#### EXERCISE:
Every entry below is to be retyped exactly as it appears.

#### RECORDS SHOWN:

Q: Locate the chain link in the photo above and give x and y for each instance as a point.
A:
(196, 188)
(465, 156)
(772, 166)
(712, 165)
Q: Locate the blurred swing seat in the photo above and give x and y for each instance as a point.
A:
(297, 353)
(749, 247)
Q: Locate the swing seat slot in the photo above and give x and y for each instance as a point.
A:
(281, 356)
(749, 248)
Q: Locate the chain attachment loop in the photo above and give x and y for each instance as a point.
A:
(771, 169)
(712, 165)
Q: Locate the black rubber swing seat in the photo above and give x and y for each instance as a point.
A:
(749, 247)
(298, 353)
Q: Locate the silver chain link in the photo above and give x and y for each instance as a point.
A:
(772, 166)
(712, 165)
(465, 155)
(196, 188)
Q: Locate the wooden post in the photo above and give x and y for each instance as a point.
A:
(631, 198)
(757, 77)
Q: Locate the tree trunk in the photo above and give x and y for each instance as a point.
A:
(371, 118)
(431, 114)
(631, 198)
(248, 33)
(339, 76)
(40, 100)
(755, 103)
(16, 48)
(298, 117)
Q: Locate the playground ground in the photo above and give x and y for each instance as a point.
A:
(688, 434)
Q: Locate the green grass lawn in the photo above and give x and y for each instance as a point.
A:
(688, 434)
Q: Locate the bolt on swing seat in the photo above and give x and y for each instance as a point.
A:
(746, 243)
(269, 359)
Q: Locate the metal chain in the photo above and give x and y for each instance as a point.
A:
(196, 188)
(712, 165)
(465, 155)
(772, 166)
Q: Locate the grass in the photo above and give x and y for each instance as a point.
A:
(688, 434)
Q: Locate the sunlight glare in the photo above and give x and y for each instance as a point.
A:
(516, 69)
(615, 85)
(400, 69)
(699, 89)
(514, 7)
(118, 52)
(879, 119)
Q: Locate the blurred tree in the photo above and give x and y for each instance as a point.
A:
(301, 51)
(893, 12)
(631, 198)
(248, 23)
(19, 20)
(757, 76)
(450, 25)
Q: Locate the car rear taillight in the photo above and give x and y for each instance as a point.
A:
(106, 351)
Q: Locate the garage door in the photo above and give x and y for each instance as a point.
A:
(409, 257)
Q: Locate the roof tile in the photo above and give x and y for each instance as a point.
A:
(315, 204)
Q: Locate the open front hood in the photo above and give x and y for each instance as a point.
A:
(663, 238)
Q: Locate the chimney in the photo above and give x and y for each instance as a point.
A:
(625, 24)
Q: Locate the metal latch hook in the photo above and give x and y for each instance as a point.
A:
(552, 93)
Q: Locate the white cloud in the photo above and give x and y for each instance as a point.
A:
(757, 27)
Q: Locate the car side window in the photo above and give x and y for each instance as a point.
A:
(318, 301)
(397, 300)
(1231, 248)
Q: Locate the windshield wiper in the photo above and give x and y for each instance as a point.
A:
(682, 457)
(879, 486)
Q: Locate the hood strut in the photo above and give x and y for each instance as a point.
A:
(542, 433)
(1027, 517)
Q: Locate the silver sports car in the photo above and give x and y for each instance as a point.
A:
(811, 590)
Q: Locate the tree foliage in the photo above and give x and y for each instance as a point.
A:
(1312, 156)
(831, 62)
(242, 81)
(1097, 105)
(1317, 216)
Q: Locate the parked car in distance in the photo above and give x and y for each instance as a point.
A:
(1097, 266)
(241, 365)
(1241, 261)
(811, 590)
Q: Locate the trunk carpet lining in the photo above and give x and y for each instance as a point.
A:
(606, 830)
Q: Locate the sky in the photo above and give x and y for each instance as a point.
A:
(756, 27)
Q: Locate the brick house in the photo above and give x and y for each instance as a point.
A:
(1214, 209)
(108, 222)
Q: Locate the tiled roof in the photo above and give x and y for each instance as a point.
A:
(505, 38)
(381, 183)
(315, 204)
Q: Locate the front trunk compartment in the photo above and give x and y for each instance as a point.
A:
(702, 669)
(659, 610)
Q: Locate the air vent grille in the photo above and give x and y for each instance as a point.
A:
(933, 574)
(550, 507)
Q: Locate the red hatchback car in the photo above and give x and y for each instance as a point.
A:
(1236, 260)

#### SOLUTION TO THE PROBLEM:
Q: Locate the chain link in the photo above and give x and y for each instance as a point.
A:
(196, 188)
(465, 156)
(772, 166)
(712, 165)
Q: Locate the blurred swing seat in the photo above and give x and y for each instance as a point.
A:
(297, 353)
(749, 247)
Q: Locate the swing seat slot in the photo above and give x and y for each instance as a point.
A:
(281, 356)
(749, 248)
Q: Locate the chain attachment loop in the photo above and give x and y for each instance as a point.
A:
(771, 169)
(712, 165)
Q: Locate the black rubber swing seat in the photo above and give x and y for each instance as a point.
A:
(749, 247)
(298, 353)
Q: Locate the silver chain link in the photo above and give x and y for each instance as a point.
A:
(772, 166)
(712, 165)
(465, 155)
(196, 188)
Q: Locate the wooden post in the photo above and give x and y for each instance as a point.
A:
(631, 198)
(757, 77)
Q: Locate the tree trunk in the photo above and give x and y for each instance as a point.
A:
(371, 118)
(431, 114)
(631, 198)
(248, 33)
(339, 76)
(40, 100)
(755, 103)
(16, 48)
(298, 117)
Q: Locate the playground ground in the photo above and give x and y for each instance as a point.
A:
(688, 434)
Q: Locate the green grass lawn in the photo above and give x and y for each instance as a point.
A:
(688, 434)
Q: Locate the bolt on swing seat in the photo above and give x and y for each instance as a point.
A:
(746, 243)
(269, 359)
Q: Locate the metal chain in the photo above and give x and y for each instance as a point.
A:
(196, 188)
(712, 165)
(465, 155)
(772, 166)
Q: Locate the grass in the photo above and give x and y for each instance as a point.
A:
(688, 434)
Q: Locate the sunlight glare in the photo above and give x and y for each instance as a point.
A:
(516, 69)
(615, 85)
(400, 69)
(699, 89)
(514, 7)
(118, 52)
(879, 119)
Q: Locate the blurred tree in the photo above and give x and y for each instance as a point.
A:
(301, 51)
(893, 12)
(631, 198)
(248, 23)
(19, 20)
(757, 76)
(450, 25)
Q: Locate the car rear taillight in the photo above and give x and y for each instance as a point.
A:
(106, 351)
Q: Locate the garage door in the photo above and give x and y for each instance as a point.
A:
(409, 257)
Q: Locate the roof tile in the photo above and give x and y for each instance as a point.
A:
(315, 204)
Q: Locate the open front hood in the photo above and give x and y for each instance as a point.
A:
(663, 238)
Q: Locate the chimney in the photo above and give x and y for each instance as a point.
A:
(625, 24)
Q: Locate the metal latch hook in the photo above and give x and y for each instance as a point.
A:
(552, 93)
Q: Locate the white cloud in the photo above and give x and y for each instance as a point.
A:
(757, 27)
Q: Locate the car side window in the photo above and give x and y for each instance as a point.
A:
(318, 301)
(397, 300)
(1231, 248)
Q: Locate the windshield wiper in the photo above and give x and y for each instance as a point.
A:
(682, 457)
(879, 486)
Q: Locate the hood strut in the photo above and give x and y for each instance as a point.
A:
(542, 433)
(1027, 517)
Q: Locate the silver sports car in the photo above and give x and y for each instance as a point.
A:
(811, 590)
Q: Locate the tree foliage in the photo above and give x and y for each instance as a point.
A:
(1312, 156)
(831, 62)
(242, 81)
(1097, 105)
(1317, 216)
Q: Locate the parked car in distance in the photo above and give x and y for each instance as a point.
A:
(1097, 266)
(241, 365)
(1241, 261)
(811, 590)
Q: Locate the trunk carpet lining in the photo above and give x and y for each instance as a point.
A:
(606, 830)
Q: Locate the sky in the photo above and give x and y for each instance as a point.
A:
(756, 27)
Q: Locate the brick house in the photo above and give x and y for each instance as a point.
A:
(1214, 209)
(108, 222)
Q: Locate the tiled roof in the photo above and give x and y for each instance as a point.
A:
(505, 38)
(381, 183)
(315, 204)
Q: Locate the front trunk compartment in the photo above and give x and y for each instance as a point.
A:
(702, 669)
(659, 610)
Q: Locate the air vent grille in the photo above and give x and y for each instance as a point.
A:
(933, 574)
(550, 507)
Q: Locate the red hatchback car in the photo above and give x and y for each instance as a point.
A:
(1236, 260)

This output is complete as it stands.